### WHAT YOU ARE ASKED TO DO
Transcribe all the data, leaving each word as it is.
━━━
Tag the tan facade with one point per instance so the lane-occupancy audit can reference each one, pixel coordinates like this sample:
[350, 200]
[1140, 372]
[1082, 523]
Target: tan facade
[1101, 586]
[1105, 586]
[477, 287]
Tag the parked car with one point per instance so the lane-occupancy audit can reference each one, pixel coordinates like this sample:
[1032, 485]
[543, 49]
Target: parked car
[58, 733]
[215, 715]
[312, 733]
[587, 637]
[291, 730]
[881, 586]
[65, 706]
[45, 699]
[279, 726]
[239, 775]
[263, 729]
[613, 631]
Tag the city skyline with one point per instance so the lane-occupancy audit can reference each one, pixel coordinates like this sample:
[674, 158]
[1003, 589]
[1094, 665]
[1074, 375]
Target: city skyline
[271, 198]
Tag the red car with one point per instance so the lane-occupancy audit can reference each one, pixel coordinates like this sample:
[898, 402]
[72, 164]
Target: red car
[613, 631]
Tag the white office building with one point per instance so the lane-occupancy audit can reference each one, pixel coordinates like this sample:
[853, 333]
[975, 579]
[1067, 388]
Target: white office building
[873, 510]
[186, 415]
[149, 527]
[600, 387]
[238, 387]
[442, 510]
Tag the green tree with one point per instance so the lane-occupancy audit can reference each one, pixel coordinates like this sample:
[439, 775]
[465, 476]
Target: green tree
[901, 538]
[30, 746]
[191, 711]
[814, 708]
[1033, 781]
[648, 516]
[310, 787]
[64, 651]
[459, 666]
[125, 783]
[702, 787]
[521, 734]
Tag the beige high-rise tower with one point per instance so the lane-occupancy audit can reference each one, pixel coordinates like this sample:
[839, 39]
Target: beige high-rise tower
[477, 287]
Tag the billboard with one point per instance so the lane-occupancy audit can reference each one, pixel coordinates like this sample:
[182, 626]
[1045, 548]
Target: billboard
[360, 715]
━━━
### EXERCISE SOLUTION
Tag the tan facade with one point per instance so the lane-occupancy audit can reference each one, pixel coordinates like this sample:
[350, 200]
[1140, 372]
[1082, 523]
Target: tan facade
[1101, 586]
[1105, 586]
[477, 287]
Tag the parked car with one point per instance so the lane-occupancy audit can reference each one, pixel coordinates like this sample:
[1032, 485]
[543, 49]
Target: parked car
[58, 733]
[215, 715]
[312, 733]
[587, 637]
[291, 730]
[881, 586]
[65, 706]
[45, 699]
[279, 726]
[239, 775]
[263, 729]
[613, 631]
Tag the city skyline with one point per instance so the lane-occupancy audit can reference each one, pixel coordinates like this sample:
[674, 158]
[1003, 589]
[1094, 665]
[1074, 375]
Target: city skyline
[271, 198]
Tag the red car with one point per instance so the lane-occupancy audit can reference each one, pixel coordinates like this sample:
[898, 402]
[72, 164]
Target: red car
[613, 631]
Tag the white office building with one point per instance so the lane-occupancy audit can reference each one, pixel coordinates like this sample:
[853, 333]
[975, 579]
[1067, 388]
Target: white office building
[873, 510]
[186, 415]
[149, 527]
[600, 387]
[238, 387]
[442, 510]
Tag the green tree with one point per instance so the lane-occupancy audit can reference each one, pixel coordinates like this sample:
[439, 775]
[465, 476]
Target: green tree
[901, 538]
[30, 746]
[191, 711]
[814, 708]
[1033, 781]
[648, 516]
[310, 787]
[64, 651]
[459, 666]
[125, 783]
[702, 787]
[521, 734]
Tag the beige high-rise tower with one point per instance so the lane-occupancy audit can reference each one, pixel coordinates like this sample:
[839, 39]
Target: beige high-rise tower
[477, 287]
Tag the billboard with one point per instance so the lane-occupancy audit can reference each one, pixel coordinates like this sample:
[182, 626]
[1045, 548]
Target: billboard
[360, 715]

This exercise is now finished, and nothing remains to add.